▸ Stated exercise
Extract every line of the entries below and reproduce each one verbatim, without any alteration.

▸ Source material
= = = =
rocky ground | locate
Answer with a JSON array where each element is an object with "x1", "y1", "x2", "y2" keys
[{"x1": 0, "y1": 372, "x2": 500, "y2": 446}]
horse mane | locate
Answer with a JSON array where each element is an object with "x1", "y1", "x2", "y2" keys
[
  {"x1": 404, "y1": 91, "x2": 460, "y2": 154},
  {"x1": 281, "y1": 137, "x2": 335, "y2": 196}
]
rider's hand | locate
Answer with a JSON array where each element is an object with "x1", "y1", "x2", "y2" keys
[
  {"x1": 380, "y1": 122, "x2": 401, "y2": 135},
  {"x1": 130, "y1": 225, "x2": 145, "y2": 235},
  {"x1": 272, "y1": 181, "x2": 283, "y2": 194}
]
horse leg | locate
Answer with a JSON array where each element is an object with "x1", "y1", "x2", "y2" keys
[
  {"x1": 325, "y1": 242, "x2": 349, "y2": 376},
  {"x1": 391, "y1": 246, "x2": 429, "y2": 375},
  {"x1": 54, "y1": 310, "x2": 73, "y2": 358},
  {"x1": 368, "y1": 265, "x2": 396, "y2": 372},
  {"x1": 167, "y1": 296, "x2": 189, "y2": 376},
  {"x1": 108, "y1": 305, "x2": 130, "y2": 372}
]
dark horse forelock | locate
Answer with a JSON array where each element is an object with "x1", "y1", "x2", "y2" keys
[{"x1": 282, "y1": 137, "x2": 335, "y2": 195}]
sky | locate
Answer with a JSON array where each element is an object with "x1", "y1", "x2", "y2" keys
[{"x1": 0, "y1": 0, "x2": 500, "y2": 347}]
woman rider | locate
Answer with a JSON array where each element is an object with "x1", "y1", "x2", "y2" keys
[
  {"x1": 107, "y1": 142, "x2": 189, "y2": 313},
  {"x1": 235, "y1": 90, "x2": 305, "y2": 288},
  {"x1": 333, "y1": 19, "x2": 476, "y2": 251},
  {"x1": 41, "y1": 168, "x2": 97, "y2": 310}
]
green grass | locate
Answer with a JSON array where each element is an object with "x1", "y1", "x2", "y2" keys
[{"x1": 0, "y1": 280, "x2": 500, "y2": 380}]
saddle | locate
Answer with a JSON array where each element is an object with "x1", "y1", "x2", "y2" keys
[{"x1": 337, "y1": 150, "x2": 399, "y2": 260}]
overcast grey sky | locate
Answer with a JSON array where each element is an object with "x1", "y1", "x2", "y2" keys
= = = =
▸ Reply to the task
rocky ground | locate
Answer with a JSON array where each element is an object with "x1", "y1", "x2", "y2" keys
[{"x1": 0, "y1": 372, "x2": 500, "y2": 446}]
horse mane | locate
Answer with a JSON array where each element is an object with "x1", "y1", "x2", "y2" keys
[
  {"x1": 404, "y1": 91, "x2": 460, "y2": 154},
  {"x1": 281, "y1": 137, "x2": 335, "y2": 196}
]
rider's hand | locate
Answer with a JSON array where each element is an object with "x1", "y1", "x2", "y2" keys
[
  {"x1": 380, "y1": 122, "x2": 401, "y2": 135},
  {"x1": 130, "y1": 225, "x2": 145, "y2": 235},
  {"x1": 272, "y1": 181, "x2": 283, "y2": 194}
]
horse leg | locate
Answer with a JSON array where each element is an object with "x1", "y1", "x2", "y2" keys
[
  {"x1": 325, "y1": 242, "x2": 349, "y2": 376},
  {"x1": 391, "y1": 246, "x2": 429, "y2": 375},
  {"x1": 54, "y1": 310, "x2": 73, "y2": 358},
  {"x1": 368, "y1": 265, "x2": 396, "y2": 372},
  {"x1": 167, "y1": 296, "x2": 189, "y2": 376},
  {"x1": 108, "y1": 305, "x2": 130, "y2": 372}
]
dark horse forelock | locate
Answer with a JSON array where each element is an object with "x1", "y1", "x2", "y2" keys
[{"x1": 282, "y1": 137, "x2": 335, "y2": 195}]
sky | locate
Answer with a JSON array where each element is an object with "x1", "y1", "x2", "y2" keys
[{"x1": 0, "y1": 0, "x2": 500, "y2": 347}]
woman rider | locate
Answer with a JSON array where each element is an object with "x1", "y1", "x2", "y2" keys
[
  {"x1": 107, "y1": 142, "x2": 189, "y2": 313},
  {"x1": 235, "y1": 90, "x2": 305, "y2": 288},
  {"x1": 333, "y1": 19, "x2": 476, "y2": 251},
  {"x1": 41, "y1": 168, "x2": 97, "y2": 310}
]
green grass | locate
Answer with a JSON array where each element is an object with "x1", "y1", "x2", "y2" keys
[{"x1": 0, "y1": 280, "x2": 500, "y2": 380}]
saddle | locate
Answer with a JSON array where each element is an object with "x1", "y1", "x2", "y2" keys
[{"x1": 337, "y1": 150, "x2": 399, "y2": 260}]
overcast grey sky | locate
Answer with a JSON array where each element is an object with "x1", "y1", "x2", "y2" keys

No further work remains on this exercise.